Aleviliğin kimlik krizi

Rüstem BUDAK

Müslüman toplumlarda geçmişten bugüne tevarüs eden yollardan biri de Aleviliktir. Aleviliğin günümüzde kendini nasıl konumlandırmaya çalıştığı ve hangi istikamet üzere yol almaya çalıştığı üzerine duracağız.

Türkiye Aleviliğinin cumhuriyet dönemi ile birlikte yeni edindiği kimlik krizi bulunmaktadır. Cumhuriyet döneminde diğer cemaat- mezhep ve dinlere yönelik yapılan yasaklar Alevileri de etkilemiştir. Dersim- Koçgiri merkezli isyan denemelerinin başarısızlıkla sonuçlanmasıyla büyük kıyım yaşadılar. Anadolu’nun farklı yerlerinde bulunan alevilerin büyük kısmı CHP şemsiyesi altında siyasete atıldılar. CHP kendilerini koruyacak ana merkez kabul edildi. Ve kendi kültür, gelenek ve taleplerini ötelediler. Cumhuriyette seçkinlerden olmak isteğine karşılık tüm taleplerinden vazgeçtiler. Düşünce- ideoloji boşluğunu sol- sosyal demaokratlık- sosyalizm ile doldurdular. Sünni kesim cumhuriyet yasaklarına karşı medrese, Kur’an kursu, ve karşıt mücadeleyle kendi kimliğini korumaya çalıştı ve direndi. Alevi kesim bu direnci ve mücadeleyi Aleviliğin kodları ve varoluş alanları üzerinden vermedi. Sol damar üzerinden hakim olabileceğine inandı. İran başta olmak üzere diğer kendine yakın kurumsal yapılardan destek almadı. Aksine 2010 yılına kadar İran’ı Türkiye Devrimi’nin düşmanı kabul etti. Tekke ve Zaviyelerin kapatılması kanunun kabul edildiği 1925’ten 2000’li yıllara kadar Alevilik öğretisi gündeme alınmadı, tartışılmadı. 90 yıllık büyük kopuş şimdi inşa edilmeye çalışılıyor.
• • • •
▸ Çalışma Yönergeleri
(a) Alevilik yazısında "Türkiye Aleviliğinin cumhuriyet dönemi ile birlikte" diye başlayan paragrafı, ana bilgilerini koruyarak madde madde yeniden yazın.
(b) Lütfen Alevilik yazısını son cümlesinin ardından devam ettirin.

▸ Sağlanan Veriler
• • • •
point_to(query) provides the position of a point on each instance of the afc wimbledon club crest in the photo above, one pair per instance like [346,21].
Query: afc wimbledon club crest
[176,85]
• • • •
▸ Alıştırma Sonuçları
(a)
- Türkiye Aleviliği cumhuriyet dönemiyle birlikte yeni bir kimlik krizine girdi.
- Cumhuriyet döneminde diğer cemaat, mezhep ve dinlere getirilen yasaklar Alevileri de etkiledi.
- Dersim-Koçgiri merkezli isyan denemeleri başarısız oldu ve Aleviler büyük bir kıyım yaşadı.
- Anadolu'nun farklı yerlerindeki Alevilerin büyük kısmı CHP şemsiyesi altında siyasete girdi ve CHP'yi kendilerini koruyacak ana merkez kabul etti.
- Cumhuriyet seçkinleri arasında yer alma isteğiyle kendi kültür, gelenek ve taleplerini ötelediler, tüm taleplerinden vazgeçtiler.
- Düşünce ve ideoloji boşluğunu sol, sosyal demokrat ve sosyalist fikirlerle doldurdular.
- Sünni kesim yasaklara karşı medrese, Kur'an kursu ve karşıt mücadeleyle kimliğini korumaya çalıştı ve direndi.
- Alevi kesim bu mücadeleyi Aleviliğin kodları ve varoluş alanları üzerinden değil, sol damar üzerinden verdi.
- Aleviler, başta İran olmak üzere kendilerine yakın kurumsal yapılardan destek almadı ve 2010 yılına kadar İran'ı Türkiye Devrimi'nin düşmanı kabul etti.
- Tekke ve zaviyelerin kapatılmasına dair kanunun kabul edildiği 1925'ten 2000'li yıllara kadar Alevilik öğretisi gündeme alınmadı ve tartışılmadı.
- 90 yıllık büyük kopuş şimdi inşa edilmeye çalışılıyor.

(b)
Aleviler, 1990’lı yıllardan itibaren Alevilik kültürünü tanıtmak, etkin kılmak ve yaygınlaştırmaya çalışıyorlar. Sünni kesiminin dergahlarının kapanması gibi cemevleri de kapalı bulunmaktaydı. Özellikle Avrupa’ya göç eden aleviler bu noktada Türkiye’de olanlara yol gösterici olmuşlardır. Avrupa’da elde edilen bir çok kazanım Türkiye’ye aktarılmaya çalışılmaktadır. Aleviliğin farklı kesimlerini temsil eden televizyon kanalları Avrupa merkezli finans desteği ayakta durmaktadırlar. Artık resmi olarak henüz kabul görmese de Cemevleri kültür merkezleri adı altında faaliyet göstermektedirler. 

Cemevleri yeni kuşakların tekrar alevi kültürü ile tanışma mekanı olmaya çalışmaktadır. Camilerin insansızlaşması gibi cemevleri yeni kuşaklara çekici gelmiyor. Orada yapılan ritüeller yeni kuşaklar için anlamlı gelmiyor. Cemevindeki ritüelller seküler ve sol zihin üzerine bina edilmiş alevi gençliğine hitap etmiyor.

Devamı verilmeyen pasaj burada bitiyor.